Selected passage:
>> BEGIN
The Case for Rust (in the base system)

Interestingly enough, there is at least one already, it's called redox-os. I haven't tried it, so I've no idea whether it's any good.
I hope posting some info on it doesn't break forum rules!

Just for interest:-


I noticed their FAQ says "Redox is still under development, so our list of supported applications is currently limited, but growing", so presumably it's still being developed.
 
Late to the discussion, but there was a recent Debian package maintainer that dropped a Rust project because the tooling is very poor.


Rust feels like it's changing too quickly to be used in any core OS components.

... for Debian. This particular difficulty is rooted in an incompatibility of the Rust-written tools going forward in main releases only (no stable branches with backports) and the Debian concept of not doing major updates during a Debian releases' lifetime. It wouldn't have happened in FreeBSD ports, where everything is newish releases, too.
 
Late to the discussion, but there was a recent Debian package maintainer that dropped a Rust project because the tooling is very poor.


Rust feels like it's changing too quickly to be used in any core OS components.
So standardizing is important.
Once (de-jure) standardized internationally by, for example, ISO/IEC and/or IEEE, one can state "This code is written in ISO/IEC nnnnn:20xx spec." and toolchains supporting the standard should sanely build it. I believe toolchains for standardized programming languages SHALL NOT drop supports for older standards (at least non-optional specs) unless explicitly discarded by the standard itself.
 
He was asking for a defined interface spec so that if the interface changes, the C code has to change AND the Rust code. The interface change precipitates all code change, not C code change precipitating Rust code change.

In this way, just "writing C" does not break Rust, which is what they were trying to emphasize, but writing C that breaks the agreed upon interface does.
Yeah, fair enough, I was just trying to put it in general terms :)
 
Yeah, fair enough, I was just trying to put it in general terms :)
Though do note that having to suddenly start agreeing on interfaces (which could otherwise be private) just because Rust needs bindings ontop of it all will still add some serious burdon on the developers.

Many of the Rust developers get upset if these additional interfaces (I believe lifetime objects also comes under this) get rejected.
 
Interestingly enough, there is at least one already, it's called redox-os. I haven't tried it, so I've no idea whether it's any good.
I hope posting some info on it doesn't break forum rules!
>> END
Given data:
>> BEGIN
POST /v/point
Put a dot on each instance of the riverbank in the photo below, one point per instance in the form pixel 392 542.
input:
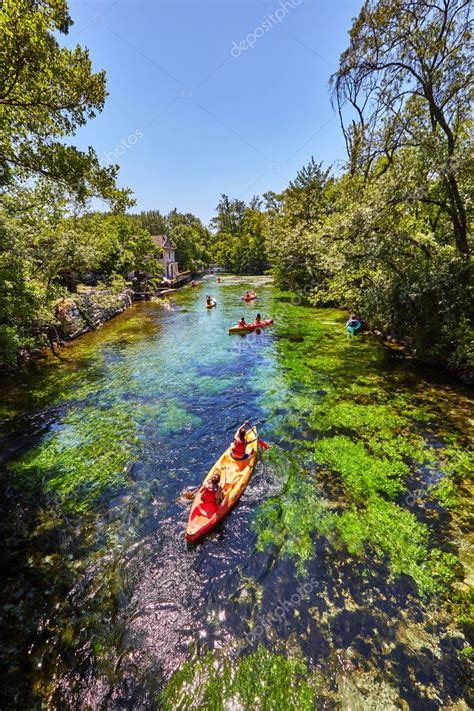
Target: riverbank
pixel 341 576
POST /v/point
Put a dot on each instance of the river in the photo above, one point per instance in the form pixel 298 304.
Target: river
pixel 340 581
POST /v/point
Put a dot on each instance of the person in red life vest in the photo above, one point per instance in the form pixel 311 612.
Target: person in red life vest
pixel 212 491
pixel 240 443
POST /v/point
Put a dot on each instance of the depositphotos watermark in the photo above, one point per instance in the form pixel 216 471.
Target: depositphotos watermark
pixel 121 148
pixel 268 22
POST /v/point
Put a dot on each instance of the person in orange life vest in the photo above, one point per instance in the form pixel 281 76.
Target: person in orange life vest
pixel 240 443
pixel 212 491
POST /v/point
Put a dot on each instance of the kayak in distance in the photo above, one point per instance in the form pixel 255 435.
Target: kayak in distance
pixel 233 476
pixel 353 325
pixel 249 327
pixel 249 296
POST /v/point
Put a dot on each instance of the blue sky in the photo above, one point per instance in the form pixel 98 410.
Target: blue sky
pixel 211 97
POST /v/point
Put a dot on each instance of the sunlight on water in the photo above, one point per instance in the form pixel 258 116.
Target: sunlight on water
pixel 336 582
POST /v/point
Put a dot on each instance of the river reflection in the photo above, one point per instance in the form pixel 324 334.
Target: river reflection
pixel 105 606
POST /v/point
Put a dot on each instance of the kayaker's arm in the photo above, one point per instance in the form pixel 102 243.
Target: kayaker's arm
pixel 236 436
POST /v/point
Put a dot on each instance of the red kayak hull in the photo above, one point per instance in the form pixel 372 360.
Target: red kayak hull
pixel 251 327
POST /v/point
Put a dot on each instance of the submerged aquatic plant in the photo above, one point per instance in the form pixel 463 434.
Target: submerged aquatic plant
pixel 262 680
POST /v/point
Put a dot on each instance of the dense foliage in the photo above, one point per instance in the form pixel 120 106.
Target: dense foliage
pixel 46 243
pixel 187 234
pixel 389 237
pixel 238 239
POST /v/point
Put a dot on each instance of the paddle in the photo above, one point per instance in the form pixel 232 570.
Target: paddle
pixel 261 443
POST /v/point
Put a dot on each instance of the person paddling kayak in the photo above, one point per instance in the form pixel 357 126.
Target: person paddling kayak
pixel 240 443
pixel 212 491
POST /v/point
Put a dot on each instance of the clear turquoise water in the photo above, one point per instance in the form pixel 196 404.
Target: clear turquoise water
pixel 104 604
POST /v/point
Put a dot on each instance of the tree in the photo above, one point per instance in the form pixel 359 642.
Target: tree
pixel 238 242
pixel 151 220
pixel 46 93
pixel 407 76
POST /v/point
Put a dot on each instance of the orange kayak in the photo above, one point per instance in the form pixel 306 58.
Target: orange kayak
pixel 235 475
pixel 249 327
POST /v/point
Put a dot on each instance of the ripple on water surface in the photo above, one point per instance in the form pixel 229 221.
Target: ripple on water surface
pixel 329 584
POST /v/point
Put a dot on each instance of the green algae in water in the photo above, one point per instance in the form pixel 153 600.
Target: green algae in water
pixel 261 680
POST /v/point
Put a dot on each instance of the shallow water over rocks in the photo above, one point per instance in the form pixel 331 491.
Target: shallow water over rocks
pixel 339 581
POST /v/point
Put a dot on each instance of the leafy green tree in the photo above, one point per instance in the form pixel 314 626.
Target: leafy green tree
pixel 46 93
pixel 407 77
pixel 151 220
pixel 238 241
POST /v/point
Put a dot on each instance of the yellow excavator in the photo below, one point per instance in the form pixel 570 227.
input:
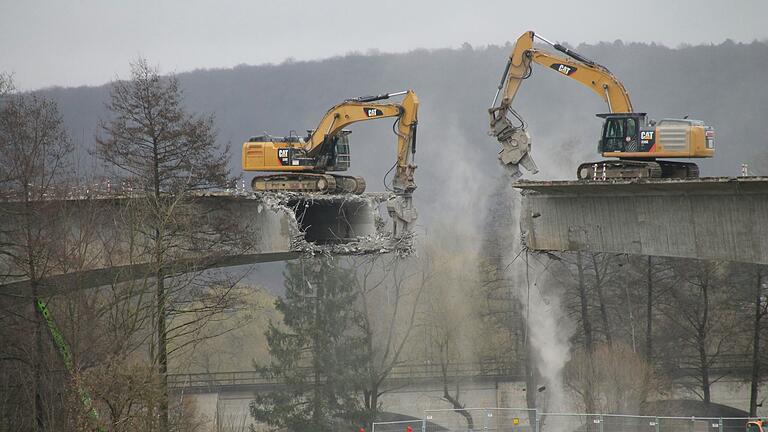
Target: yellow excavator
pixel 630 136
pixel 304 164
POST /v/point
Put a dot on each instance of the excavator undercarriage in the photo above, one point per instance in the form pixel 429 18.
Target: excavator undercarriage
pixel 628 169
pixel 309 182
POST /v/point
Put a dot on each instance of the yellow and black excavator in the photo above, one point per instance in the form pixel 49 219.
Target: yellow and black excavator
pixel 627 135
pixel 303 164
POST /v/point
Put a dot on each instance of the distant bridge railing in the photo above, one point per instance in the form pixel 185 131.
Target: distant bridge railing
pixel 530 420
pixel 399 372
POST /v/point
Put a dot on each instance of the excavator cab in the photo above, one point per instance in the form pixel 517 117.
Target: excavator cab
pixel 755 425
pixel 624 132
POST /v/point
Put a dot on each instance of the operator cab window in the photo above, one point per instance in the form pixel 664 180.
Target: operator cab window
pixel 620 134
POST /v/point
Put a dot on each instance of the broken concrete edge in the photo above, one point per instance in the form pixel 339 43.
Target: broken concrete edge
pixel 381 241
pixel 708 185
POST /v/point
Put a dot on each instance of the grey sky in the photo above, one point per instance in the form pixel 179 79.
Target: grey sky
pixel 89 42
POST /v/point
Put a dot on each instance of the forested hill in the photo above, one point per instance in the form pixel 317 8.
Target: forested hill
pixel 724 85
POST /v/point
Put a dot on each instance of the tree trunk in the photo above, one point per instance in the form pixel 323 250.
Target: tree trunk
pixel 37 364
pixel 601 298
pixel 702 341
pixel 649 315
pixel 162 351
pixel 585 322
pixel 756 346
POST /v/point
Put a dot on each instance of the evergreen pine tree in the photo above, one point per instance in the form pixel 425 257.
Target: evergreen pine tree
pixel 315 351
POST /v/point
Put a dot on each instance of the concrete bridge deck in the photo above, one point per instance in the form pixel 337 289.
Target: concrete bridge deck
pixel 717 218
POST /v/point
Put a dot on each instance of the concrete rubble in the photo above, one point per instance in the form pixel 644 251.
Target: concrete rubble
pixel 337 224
>> END
>> BEGIN
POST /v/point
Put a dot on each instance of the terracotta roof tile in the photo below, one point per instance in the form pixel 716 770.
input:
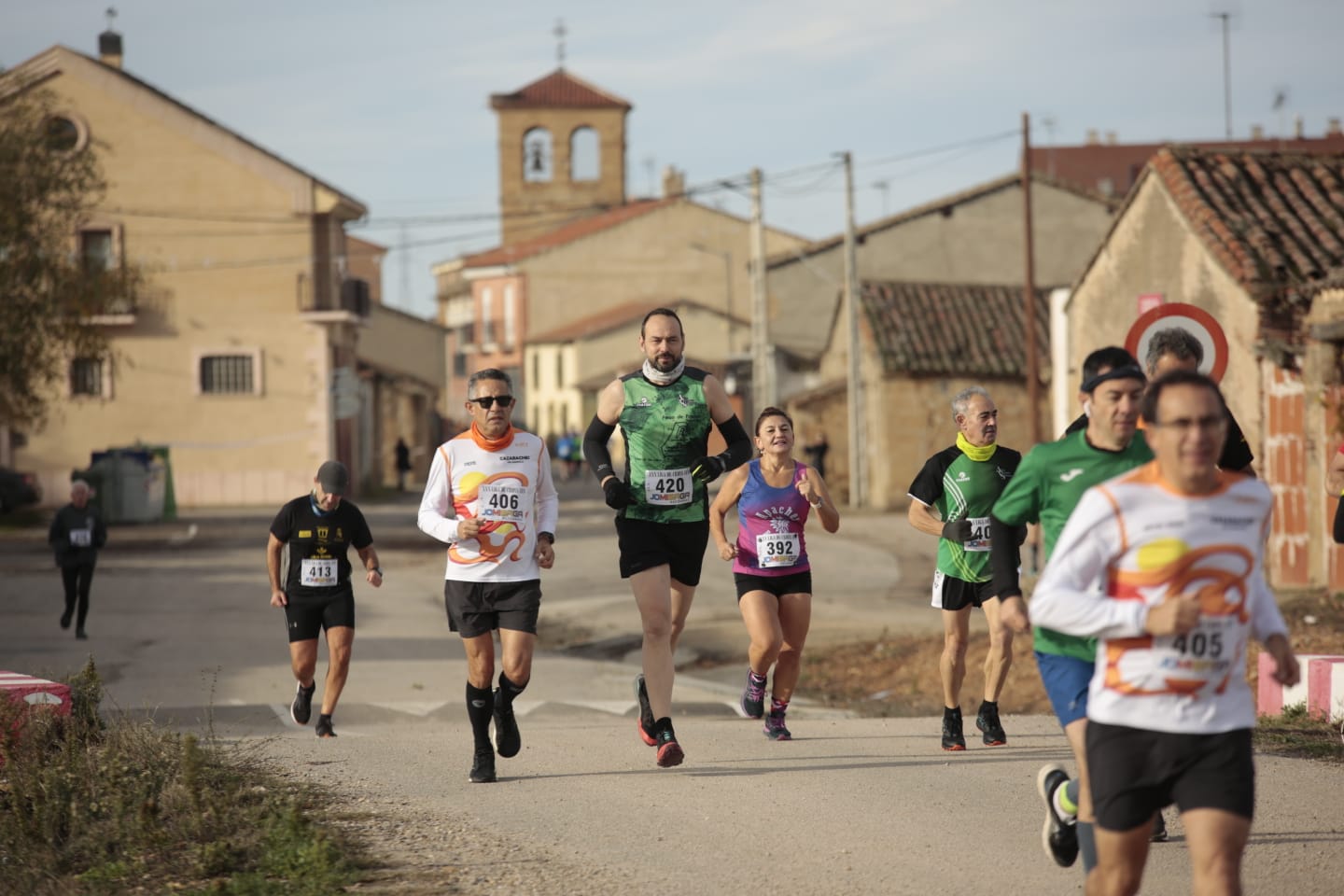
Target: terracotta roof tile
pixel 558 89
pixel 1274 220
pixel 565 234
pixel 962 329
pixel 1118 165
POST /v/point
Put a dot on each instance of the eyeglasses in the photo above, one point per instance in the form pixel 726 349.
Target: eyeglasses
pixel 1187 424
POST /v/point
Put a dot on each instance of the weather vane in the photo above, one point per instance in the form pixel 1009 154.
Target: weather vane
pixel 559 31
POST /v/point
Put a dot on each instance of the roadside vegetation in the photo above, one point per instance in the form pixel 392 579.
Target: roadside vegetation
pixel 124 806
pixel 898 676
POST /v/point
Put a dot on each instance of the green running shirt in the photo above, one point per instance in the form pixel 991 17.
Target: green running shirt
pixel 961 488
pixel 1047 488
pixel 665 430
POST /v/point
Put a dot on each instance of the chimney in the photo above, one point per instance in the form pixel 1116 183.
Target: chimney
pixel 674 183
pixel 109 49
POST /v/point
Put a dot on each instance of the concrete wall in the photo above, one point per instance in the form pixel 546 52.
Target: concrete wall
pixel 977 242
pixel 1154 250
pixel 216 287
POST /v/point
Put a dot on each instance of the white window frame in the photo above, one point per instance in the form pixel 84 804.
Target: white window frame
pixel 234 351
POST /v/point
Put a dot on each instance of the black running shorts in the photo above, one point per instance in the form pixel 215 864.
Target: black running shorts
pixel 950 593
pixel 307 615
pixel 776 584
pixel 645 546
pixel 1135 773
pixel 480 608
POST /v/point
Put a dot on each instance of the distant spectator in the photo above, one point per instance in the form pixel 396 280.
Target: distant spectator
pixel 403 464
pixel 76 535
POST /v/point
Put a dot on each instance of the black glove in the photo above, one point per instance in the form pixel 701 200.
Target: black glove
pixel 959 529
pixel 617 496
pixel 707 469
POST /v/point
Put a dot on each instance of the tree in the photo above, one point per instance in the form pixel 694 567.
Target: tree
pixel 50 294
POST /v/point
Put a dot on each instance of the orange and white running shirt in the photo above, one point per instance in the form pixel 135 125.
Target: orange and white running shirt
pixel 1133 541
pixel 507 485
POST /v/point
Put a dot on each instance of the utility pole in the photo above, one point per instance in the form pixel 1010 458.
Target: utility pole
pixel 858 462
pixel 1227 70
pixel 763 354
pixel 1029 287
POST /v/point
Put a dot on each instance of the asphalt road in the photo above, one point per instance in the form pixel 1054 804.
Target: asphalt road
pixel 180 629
>> END
Directives:
1. Pick out every line of the rows that contains the string "foliage", matching case exactly, and copy each one.
2. Extend the forum thread on Rust in the base system, starting after its last sentence.

Outputs by task:
1.
Put a dot on each instance of the dense foliage in the photo above, one point per instance in the form pixel 120 106.
Target: dense foliage

2.
Just for interest:-


I noticed their FAQ says "Redox is still under development, so our list of supported applications is currently limited, but growing", so presumably it's still being developed.
Redox-OS is a very very interesting project, not just because it is written in Rust. It is a Unix-like OS but it brings a lot of new ideas to the table.

In general most OS kernels written in the past few years are written in Rust.

Just google "site:github.com rust micro kernel"
 
Though do note that having to suddenly start agreeing on interfaces (which could otherwise be private) just because Rust needs bindings ontop of it all will still add some serious burdon on the developers.

Many of the Rust developers get upset if these additional interfaces (I believe lifetime objects also comes under this) get rejected.
It's serious Quite, almost fatally serious.
This would indicate we have only 2 way to go.
  1. Resurrect introducing Rust at all and wait for another memory-safe language which defaults C calling conversion.
  2. Wait for Rust to drop the additional things from calling conversions itseld and treat them differently (shared memory?).
  3. Force toolchain on FreeBSD always generate the interface regardless with which language to be used, mean, comlpetely change C calling conversion.
To go with the third option, the calling conversion must be standardized to promise forever backward compatibilities.
Maybe Proof-of-Concept works (not really to be committed) would be OK in the meantime, but actual rewrites for base should wait for it.
 
It's serious Quite, almost fatally serious.
This would indicate we have only 2 way to go.
  1. Resurrect introducing Rust at all and wait for another memory-safe language which defaults C calling conversion.
  2. Wait for Rust to drop the additional things from calling conversions itseld and treat them differently (shared memory?).
  3. Force toolchain on FreeBSD always generate the interface regardless with which language to be used, mean, comlpetely change C calling conversion.
To go with the third option, the calling conversion must be standardized to promise forever backward compatibilities.
Maybe Proof-of-Concept works (not really to be committed) would be OK in the meantime, but actual rewrites for base should wait for it.

Option 4. Wait until Linux implodes on itself, and let all the good C engineers migrate to FreeBSD.
 
... wait for another memory-safe language which defaults C calling conversion.
I don't think memory safety is possible when calling C functions using ONLY the information in the C function header files. If you have a function with the signature "void foo(int* p_integers)", you have no idea whether p_integers is intended to be shared, what the thread safety of that pointer is (can the thing pointed to be changed from another thread?), whether ownership of the pointed to thing can be transferred to the function, how many integers the function expects, and so on. And when it gets to more interesting functions (such as "int* bar(int* p_array[])"), the problem gets harder. With data structures that have referential guarantees (which pervade a file system implementation), I'm not even sure that Rust's semantics can capture everything we need.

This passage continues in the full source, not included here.